Roeffel S, Bracke F, Meijer A, Van Gelder B, Van Dantzig JM, Botman CJ, Peels K.

Pacing Clin Electrophysiol. 2002;25:1583-6.

Abstract
Chronically implanted ventricular pacing and defibrillator (ICD) leads can adhere to the tricuspid valve. This study examined the effect of lead extraction, and laser sheath extraction in particular, on tricuspid valve regurgitation. Lead extraction was first tried with traction using limited force followed by a laser sheath if not successful. Tricuspid valve regurgitation before and after extraction was evaluated with transesophageal echocardiography and graded from 0 (none) to 4 (severe). A change in regurgitation was considered clinically relevant if it increased with two grades or more and resulted in at least grade 3 regurgitation. Fifty ventricular leads were extracted in 43 consecutive patients, including 14 ICD leads. In 20 patients (group I) leads were removed without a (laser) sheath crossing the tricuspid valve, in 23 patients (group II) leads were extracted with lasing across the valve. The mean time from implant was 43 +/- 43 months and 99 +/- 78 months, respectively, (P = 0.007). Tricuspid regurgitation increased in five (12%) patients. In group I only in one patient the laser failed proximal of the valve and forceful traction was subsequently used, and in group II this occurred in four (17%) patients. This difference did not reach statistical significance even excluding the patient from group I (P = 0.111). The increase of tricuspid regurgitation cautions against indiscriminate extraction of superfluous leads. There is a trend that when tools like a laser sheath are necessary the chance of tricuspid valve damage increases.

• DIRECTIONS:
Using the abstract above, mark each statement yes or no, and back each answer with the exact words from the abstract that settle it. (a) Tricuspid valve regurgitation was graded on a scale from 0 to 4. (b) All fifty of the extracted ventricular leads were ICD leads. (c) Leads in group II had been in place for a shorter mean time than leads in group I.

• THE DATA:
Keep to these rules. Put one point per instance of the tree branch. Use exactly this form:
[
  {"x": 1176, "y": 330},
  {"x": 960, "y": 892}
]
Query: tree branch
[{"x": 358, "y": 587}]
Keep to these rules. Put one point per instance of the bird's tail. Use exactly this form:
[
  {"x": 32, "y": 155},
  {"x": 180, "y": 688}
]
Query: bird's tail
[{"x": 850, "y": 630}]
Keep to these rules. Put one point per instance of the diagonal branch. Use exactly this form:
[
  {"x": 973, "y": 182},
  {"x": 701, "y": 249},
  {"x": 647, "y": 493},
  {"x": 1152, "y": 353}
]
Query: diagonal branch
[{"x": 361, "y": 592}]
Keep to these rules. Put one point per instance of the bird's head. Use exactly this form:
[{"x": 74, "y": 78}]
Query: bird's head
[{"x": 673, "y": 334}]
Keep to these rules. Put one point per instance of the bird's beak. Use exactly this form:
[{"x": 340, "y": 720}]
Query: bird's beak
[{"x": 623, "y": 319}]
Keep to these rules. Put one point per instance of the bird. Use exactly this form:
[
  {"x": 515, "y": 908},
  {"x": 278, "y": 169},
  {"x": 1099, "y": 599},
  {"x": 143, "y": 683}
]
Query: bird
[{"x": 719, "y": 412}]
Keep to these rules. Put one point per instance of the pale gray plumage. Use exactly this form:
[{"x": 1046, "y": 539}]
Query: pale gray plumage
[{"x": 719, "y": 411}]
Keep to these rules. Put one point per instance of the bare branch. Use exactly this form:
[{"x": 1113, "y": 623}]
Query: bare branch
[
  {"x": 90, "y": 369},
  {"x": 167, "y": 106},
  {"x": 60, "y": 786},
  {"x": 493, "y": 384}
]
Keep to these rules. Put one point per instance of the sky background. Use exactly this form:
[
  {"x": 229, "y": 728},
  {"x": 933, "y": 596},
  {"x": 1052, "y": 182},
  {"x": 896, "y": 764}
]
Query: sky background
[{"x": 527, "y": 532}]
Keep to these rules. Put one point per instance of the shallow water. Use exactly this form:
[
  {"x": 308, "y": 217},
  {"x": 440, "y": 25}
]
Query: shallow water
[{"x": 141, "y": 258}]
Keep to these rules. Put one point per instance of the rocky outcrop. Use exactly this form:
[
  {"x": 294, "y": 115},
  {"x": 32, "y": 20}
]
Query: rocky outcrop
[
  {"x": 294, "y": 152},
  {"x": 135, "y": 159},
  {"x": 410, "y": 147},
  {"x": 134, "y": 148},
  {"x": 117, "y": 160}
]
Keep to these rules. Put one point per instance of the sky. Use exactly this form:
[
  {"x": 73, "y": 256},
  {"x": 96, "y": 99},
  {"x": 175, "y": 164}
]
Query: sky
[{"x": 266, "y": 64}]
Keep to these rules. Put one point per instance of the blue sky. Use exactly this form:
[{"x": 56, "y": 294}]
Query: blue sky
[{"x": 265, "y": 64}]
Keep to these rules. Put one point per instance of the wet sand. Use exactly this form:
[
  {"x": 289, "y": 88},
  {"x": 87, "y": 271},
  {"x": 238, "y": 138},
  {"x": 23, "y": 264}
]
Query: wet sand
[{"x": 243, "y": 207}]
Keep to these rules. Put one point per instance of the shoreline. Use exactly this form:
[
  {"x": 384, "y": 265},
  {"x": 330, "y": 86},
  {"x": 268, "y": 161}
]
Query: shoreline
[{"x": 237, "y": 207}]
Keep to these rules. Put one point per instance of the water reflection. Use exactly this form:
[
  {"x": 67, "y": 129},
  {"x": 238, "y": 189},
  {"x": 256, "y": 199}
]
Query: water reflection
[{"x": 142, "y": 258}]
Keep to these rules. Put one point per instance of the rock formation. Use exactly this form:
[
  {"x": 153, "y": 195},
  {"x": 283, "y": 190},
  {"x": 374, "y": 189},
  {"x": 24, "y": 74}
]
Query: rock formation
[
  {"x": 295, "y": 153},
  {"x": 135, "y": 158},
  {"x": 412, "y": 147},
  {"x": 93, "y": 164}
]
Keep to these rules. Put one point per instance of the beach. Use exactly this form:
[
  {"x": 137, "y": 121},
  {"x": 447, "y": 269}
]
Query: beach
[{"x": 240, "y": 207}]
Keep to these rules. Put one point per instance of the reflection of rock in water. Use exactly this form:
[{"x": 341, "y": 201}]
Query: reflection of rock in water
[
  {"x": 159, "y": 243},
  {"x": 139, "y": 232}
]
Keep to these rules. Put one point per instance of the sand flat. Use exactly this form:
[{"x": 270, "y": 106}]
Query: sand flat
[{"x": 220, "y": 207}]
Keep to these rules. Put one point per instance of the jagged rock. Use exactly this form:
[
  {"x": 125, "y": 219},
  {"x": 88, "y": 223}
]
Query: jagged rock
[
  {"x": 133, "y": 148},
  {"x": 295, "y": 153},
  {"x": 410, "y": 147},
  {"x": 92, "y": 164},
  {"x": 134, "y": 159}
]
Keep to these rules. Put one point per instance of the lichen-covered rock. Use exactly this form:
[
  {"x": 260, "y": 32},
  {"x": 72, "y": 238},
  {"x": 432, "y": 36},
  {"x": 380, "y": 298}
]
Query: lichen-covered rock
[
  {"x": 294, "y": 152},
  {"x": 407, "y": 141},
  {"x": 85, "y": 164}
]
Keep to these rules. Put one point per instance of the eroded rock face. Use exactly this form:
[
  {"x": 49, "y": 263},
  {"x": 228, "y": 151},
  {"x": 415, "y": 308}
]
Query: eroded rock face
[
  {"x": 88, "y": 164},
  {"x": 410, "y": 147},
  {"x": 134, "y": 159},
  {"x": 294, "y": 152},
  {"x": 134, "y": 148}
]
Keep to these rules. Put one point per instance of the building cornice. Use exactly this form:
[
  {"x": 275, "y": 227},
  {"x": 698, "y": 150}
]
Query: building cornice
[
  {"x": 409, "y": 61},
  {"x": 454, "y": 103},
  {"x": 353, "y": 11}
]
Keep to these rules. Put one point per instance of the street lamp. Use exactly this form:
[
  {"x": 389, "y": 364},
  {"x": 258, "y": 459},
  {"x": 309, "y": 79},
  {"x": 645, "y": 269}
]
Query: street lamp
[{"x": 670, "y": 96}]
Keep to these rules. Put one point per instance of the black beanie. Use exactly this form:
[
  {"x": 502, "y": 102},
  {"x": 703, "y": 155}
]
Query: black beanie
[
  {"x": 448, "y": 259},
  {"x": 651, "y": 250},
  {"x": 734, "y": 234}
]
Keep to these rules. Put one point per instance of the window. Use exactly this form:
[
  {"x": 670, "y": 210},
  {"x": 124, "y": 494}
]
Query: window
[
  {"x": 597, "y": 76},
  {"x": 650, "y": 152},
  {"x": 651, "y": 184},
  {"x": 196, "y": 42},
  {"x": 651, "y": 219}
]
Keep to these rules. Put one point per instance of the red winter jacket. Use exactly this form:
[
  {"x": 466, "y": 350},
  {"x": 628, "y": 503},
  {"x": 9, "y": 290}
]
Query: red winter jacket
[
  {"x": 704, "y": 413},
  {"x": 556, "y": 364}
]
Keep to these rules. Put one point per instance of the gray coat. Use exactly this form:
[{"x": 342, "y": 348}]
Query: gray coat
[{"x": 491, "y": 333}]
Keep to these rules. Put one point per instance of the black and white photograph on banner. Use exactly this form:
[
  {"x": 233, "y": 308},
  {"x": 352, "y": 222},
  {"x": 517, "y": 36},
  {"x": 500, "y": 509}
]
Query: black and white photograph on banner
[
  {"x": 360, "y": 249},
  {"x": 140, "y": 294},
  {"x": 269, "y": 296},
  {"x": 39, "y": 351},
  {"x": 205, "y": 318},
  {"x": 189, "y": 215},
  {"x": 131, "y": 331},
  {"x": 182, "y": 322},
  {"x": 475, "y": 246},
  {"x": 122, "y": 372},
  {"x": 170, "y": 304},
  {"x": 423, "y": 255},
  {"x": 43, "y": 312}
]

• ANSWER FOR THE TASK:
(a) Yes: "graded from 0 (none) to 4 (severe)"
(b) No: "Fifty ventricular leads were extracted in 43 consecutive patients, including 14 ICD leads"
(c) No: "The mean time from implant was 43 +/- 43 months and 99 +/- 78 months, respectively"